# ABOUT THIS EXERCISE:
A faithful copy of the data below is required, leaving out every picture.
══ MATERIALS PROVIDED ══
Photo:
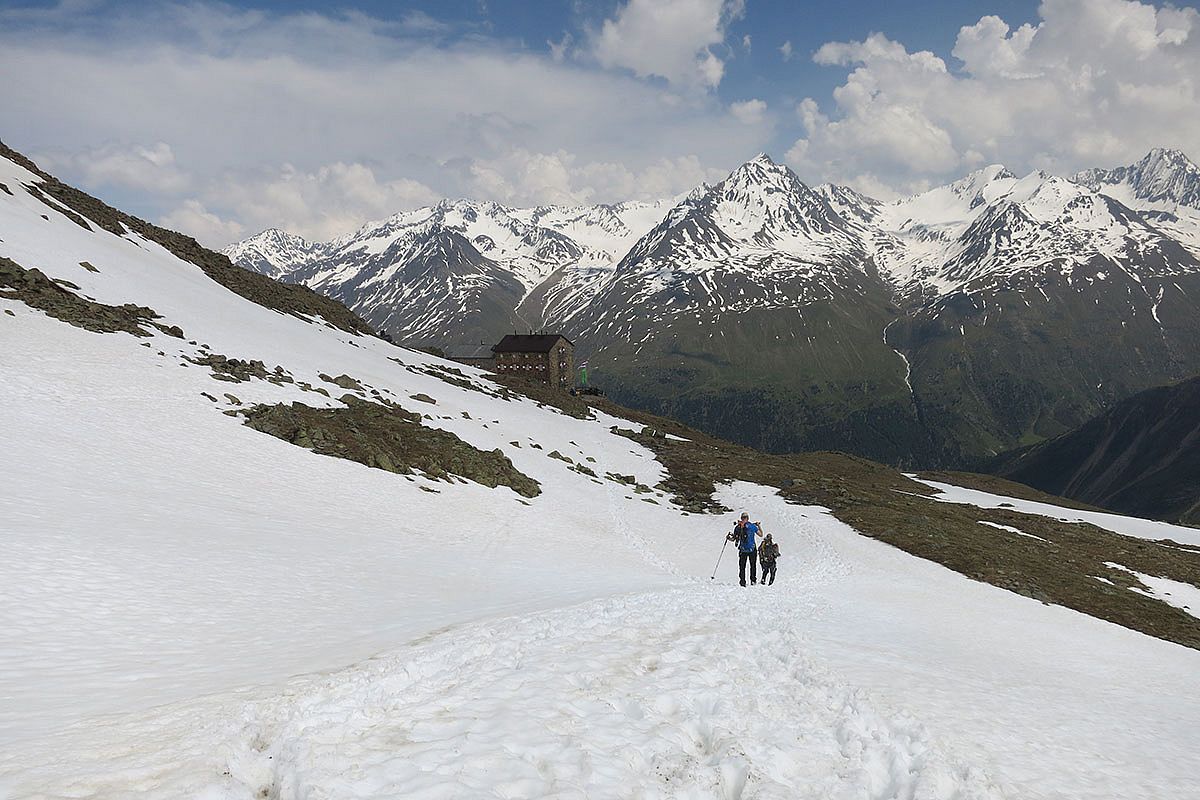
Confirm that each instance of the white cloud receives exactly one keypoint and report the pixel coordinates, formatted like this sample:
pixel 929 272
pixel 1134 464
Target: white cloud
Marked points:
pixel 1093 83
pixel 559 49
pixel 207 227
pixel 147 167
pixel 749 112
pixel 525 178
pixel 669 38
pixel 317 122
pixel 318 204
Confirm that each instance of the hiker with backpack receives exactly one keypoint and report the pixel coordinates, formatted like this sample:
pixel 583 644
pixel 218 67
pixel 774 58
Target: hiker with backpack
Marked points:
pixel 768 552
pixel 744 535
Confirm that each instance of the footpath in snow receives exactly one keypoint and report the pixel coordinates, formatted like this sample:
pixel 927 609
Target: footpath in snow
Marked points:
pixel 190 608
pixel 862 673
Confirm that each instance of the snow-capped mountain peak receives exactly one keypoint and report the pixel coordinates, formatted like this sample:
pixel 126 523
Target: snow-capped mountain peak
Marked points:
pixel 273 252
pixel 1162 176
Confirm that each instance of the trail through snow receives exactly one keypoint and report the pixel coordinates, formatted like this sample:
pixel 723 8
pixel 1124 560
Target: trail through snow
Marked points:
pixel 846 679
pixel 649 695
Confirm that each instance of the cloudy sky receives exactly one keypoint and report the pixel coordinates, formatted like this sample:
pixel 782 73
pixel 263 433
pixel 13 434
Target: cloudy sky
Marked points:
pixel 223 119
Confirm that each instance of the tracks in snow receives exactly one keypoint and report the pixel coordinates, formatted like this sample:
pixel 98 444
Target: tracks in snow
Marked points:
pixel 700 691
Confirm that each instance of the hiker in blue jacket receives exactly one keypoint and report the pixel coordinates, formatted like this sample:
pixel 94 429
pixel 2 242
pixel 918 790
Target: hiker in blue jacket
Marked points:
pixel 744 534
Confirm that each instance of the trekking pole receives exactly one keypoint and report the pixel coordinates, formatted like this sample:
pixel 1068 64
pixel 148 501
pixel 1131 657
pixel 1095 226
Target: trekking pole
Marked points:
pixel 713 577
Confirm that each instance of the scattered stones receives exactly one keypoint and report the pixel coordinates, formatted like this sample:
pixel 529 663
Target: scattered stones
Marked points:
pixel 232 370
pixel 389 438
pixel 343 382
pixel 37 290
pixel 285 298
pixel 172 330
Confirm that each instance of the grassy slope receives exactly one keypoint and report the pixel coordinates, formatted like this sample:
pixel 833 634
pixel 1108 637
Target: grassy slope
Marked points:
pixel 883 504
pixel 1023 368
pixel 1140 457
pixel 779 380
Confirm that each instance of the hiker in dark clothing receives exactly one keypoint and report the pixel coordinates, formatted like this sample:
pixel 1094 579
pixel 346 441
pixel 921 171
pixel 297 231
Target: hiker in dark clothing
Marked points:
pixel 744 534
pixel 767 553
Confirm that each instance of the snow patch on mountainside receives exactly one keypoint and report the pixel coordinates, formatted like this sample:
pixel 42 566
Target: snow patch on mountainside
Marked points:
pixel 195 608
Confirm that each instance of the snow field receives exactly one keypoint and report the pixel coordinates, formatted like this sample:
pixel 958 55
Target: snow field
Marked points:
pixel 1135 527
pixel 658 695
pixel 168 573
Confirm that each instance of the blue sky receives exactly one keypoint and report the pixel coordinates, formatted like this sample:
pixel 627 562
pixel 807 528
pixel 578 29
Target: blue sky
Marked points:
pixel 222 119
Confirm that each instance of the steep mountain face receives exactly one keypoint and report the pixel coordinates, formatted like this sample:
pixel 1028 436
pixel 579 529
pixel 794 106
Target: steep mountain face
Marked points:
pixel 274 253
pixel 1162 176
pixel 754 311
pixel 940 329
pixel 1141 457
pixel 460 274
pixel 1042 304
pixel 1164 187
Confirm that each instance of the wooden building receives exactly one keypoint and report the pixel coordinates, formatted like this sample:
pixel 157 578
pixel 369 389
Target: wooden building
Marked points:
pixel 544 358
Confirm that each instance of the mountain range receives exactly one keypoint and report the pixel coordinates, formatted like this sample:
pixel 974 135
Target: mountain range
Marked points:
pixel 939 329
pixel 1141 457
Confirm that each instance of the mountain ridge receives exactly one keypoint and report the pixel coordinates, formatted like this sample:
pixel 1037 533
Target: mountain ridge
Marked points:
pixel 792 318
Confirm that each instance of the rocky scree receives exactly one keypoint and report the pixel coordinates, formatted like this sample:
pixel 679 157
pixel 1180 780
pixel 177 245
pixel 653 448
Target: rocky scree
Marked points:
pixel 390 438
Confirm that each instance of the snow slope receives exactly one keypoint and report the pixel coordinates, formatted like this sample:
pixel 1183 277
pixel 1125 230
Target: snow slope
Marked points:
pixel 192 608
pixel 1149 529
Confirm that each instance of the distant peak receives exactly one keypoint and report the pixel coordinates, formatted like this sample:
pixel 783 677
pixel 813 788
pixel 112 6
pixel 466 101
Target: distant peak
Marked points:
═══
# RESPONSE AREA:
Photo:
Confirm that each instance of the white cloud receives exactly one keypoint and report the pixel coordinates, formatted like this sample:
pixel 929 272
pixel 1134 464
Target: white cloud
Marked points:
pixel 1093 83
pixel 559 49
pixel 207 227
pixel 147 167
pixel 749 112
pixel 525 178
pixel 669 38
pixel 317 122
pixel 318 204
Confirm that each instance of the hiker with backpack receives exactly one keypoint and report the pixel coordinates, formatted like this sample:
pixel 583 644
pixel 218 67
pixel 774 58
Target: hiker with backpack
Marked points:
pixel 768 552
pixel 744 535
Confirm that each instance of the footpath in snow receives exactly one keypoint and report the pixel coordinates, formatted like this sample:
pixel 927 609
Target: footpath in snow
Marked points:
pixel 190 608
pixel 862 673
Confirm that each instance of the snow-capped mountain peak receives exactly one keypoint and report the pixel coordinates, formatted like this sample:
pixel 126 523
Target: snow-capped mountain peak
Marked points:
pixel 273 252
pixel 1162 176
Confirm that each instance of the trail through snow receives exactly one keypoint and report the pixel coordinates, formatted like this sample:
pixel 723 8
pixel 1124 560
Target: trail through snow
Marked points:
pixel 846 679
pixel 649 695
Confirm that each instance of the cloudy sky receives exactly one keypoint and report the pixel coordinates, formatted like this sample:
pixel 782 73
pixel 263 433
pixel 13 434
Target: cloudy sky
Marked points:
pixel 223 119
Confirm that each instance of the tracks in snow receives exactly one keypoint and report the pixel coordinates, formatted like this sample:
pixel 98 444
Target: tracks in snow
Marked points:
pixel 700 691
Confirm that each instance of the hiker in blue jacket receives exactly one keypoint and report the pixel coordinates, formatted like this sample:
pixel 94 429
pixel 2 242
pixel 918 790
Target: hiker in blue jacket
Marked points:
pixel 744 534
Confirm that each instance of the trekking pole receives exactly one keypoint and report the pixel coordinates, formatted like this sample:
pixel 1068 64
pixel 148 501
pixel 1131 657
pixel 1095 226
Target: trekking pole
Marked points:
pixel 713 577
Confirm that each instance of the scattered stones receives exactly one keypoint and report the pixel coordinates, formatted like this sample:
pixel 529 663
Target: scattered stones
Marked points:
pixel 232 370
pixel 389 438
pixel 343 382
pixel 37 290
pixel 285 298
pixel 172 330
Confirm that each instance of the grassy slope receives exactly one keypoint and report the pixel coordinates, formatted like this sample:
pixel 833 634
pixel 1108 637
Target: grassy slope
Marked points:
pixel 883 504
pixel 1023 368
pixel 1140 457
pixel 779 380
Confirm that each instance of the hiker in dark clothing receives exactly one keypoint and report the pixel coordinates, formatted like this sample:
pixel 1094 579
pixel 346 441
pixel 921 171
pixel 297 231
Target: hiker in dark clothing
Marked points:
pixel 744 534
pixel 767 553
Confirm that each instance of the snow patch on mountainside receives exactly one keypoint and report the pixel coordinates, formatted like this sample:
pixel 42 566
Target: snow patch on mountainside
Marked points:
pixel 195 608
Confirm that each instance of the snow field receives exactly one keypoint and report the pixel coordinates, formatted like this sample:
pixel 958 55
Target: snow field
Marked points:
pixel 1135 527
pixel 658 695
pixel 168 573
Confirm that each instance of the blue sky receives exactly one keypoint and report the pixel coordinates, formatted like this sample:
pixel 627 562
pixel 807 528
pixel 578 29
Target: blue sky
Marked points:
pixel 222 119
Confirm that each instance of the steep mountain face receives exactly one keypoint and report the pixel coordinates, formatted like this sample:
pixel 1028 436
pixel 579 529
pixel 794 106
Target: steep mountain face
Marked points:
pixel 274 253
pixel 1162 176
pixel 754 311
pixel 940 329
pixel 1141 457
pixel 460 274
pixel 1042 304
pixel 1164 187
Confirm that each instance of the wooden building receives exactly one keypoint and report the pixel coordinates, formatted like this sample:
pixel 157 578
pixel 369 389
Target: wooden building
Marked points:
pixel 544 358
Confirm that each instance of the mountain range receives exactly one keypoint and report the pixel coordinates, formatted like this sample:
pixel 974 135
Target: mountain range
Marked points:
pixel 939 329
pixel 1141 457
Confirm that each instance of the mountain ridge receives exactly one keypoint and report the pixel coordinates, formatted like this sample:
pixel 1037 533
Target: mountain ridge
Marked points:
pixel 792 318
Confirm that each instance of the rocky scree receives exactly one keypoint and report the pixel coordinates, formatted like this sample:
pixel 679 157
pixel 1180 780
pixel 177 245
pixel 653 448
Target: rocky scree
Marked points:
pixel 390 438
Confirm that each instance of the snow slope receives exactly one keypoint and report the pixel coordinates, formatted like this sample:
pixel 1183 277
pixel 1125 230
Target: snow slope
Marked points:
pixel 192 608
pixel 1149 529
Confirm that each instance of the distant peak receives exactly one keypoint and report the pixel coordinates, formatted like this sample:
pixel 783 677
pixel 813 788
pixel 112 6
pixel 466 101
Target: distant peak
Marked points:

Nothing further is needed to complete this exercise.